— Begin —

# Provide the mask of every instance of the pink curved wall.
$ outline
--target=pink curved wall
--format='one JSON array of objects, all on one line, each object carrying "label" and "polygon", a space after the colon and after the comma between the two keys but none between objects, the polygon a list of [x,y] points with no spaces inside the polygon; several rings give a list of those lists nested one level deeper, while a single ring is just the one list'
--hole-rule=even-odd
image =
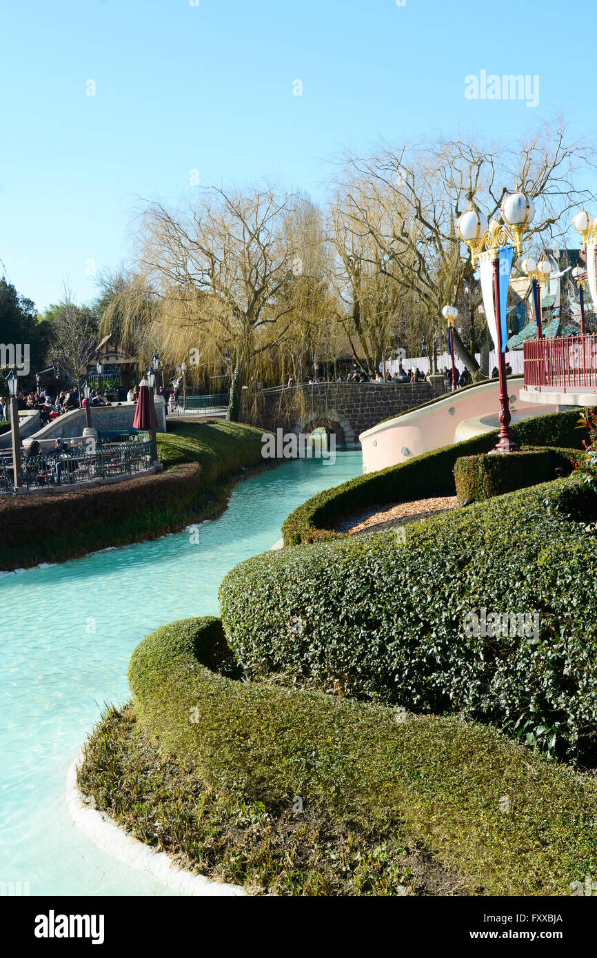
[{"label": "pink curved wall", "polygon": [[[514,422],[529,416],[542,416],[558,411],[556,405],[519,401],[518,393],[523,384],[522,376],[508,380],[511,401],[514,397],[512,401]],[[499,411],[497,395],[497,379],[492,379],[474,389],[448,393],[446,399],[439,399],[430,406],[414,409],[405,416],[399,416],[367,429],[359,436],[363,472],[375,472],[387,466],[403,463],[424,452],[430,452],[431,449],[449,445],[450,443],[457,441],[456,431],[465,420],[488,415],[497,417]],[[474,431],[482,432],[483,428]],[[472,434],[472,430],[469,432],[469,435]],[[402,452],[402,449],[408,451]]]}]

— End —

## TO BE DONE
Can you reproduce the entire listing above word for word, with the pictures left out?

## TASK RESULT
# Provide the mask of every instance of the pink curved wall.
$ outline
--target=pink curved wall
--format='one JSON array of objects, all on one line, each object carrying "label" and "polygon", a space after the colon and after the comma between the two keys but none between objects, the polygon a list of [x,y] points with no spaces inside the polygon; several rings give a list of those lists nested one level deeper, while a single ring is just the one list'
--hole-rule=even-odd
image =
[{"label": "pink curved wall", "polygon": [[[514,422],[529,416],[542,416],[558,411],[556,405],[519,401],[518,393],[523,384],[522,376],[508,380],[511,401],[514,397],[512,401]],[[499,411],[497,395],[497,379],[492,379],[474,389],[448,393],[446,399],[439,399],[430,406],[414,409],[405,416],[399,416],[367,429],[359,436],[363,472],[375,472],[387,466],[403,463],[424,452],[430,452],[431,449],[449,445],[450,443],[457,441],[456,431],[465,420],[488,415],[497,417]],[[474,431],[482,432],[483,428]],[[472,434],[472,430],[469,432],[469,435]],[[402,452],[402,449],[408,451]]]}]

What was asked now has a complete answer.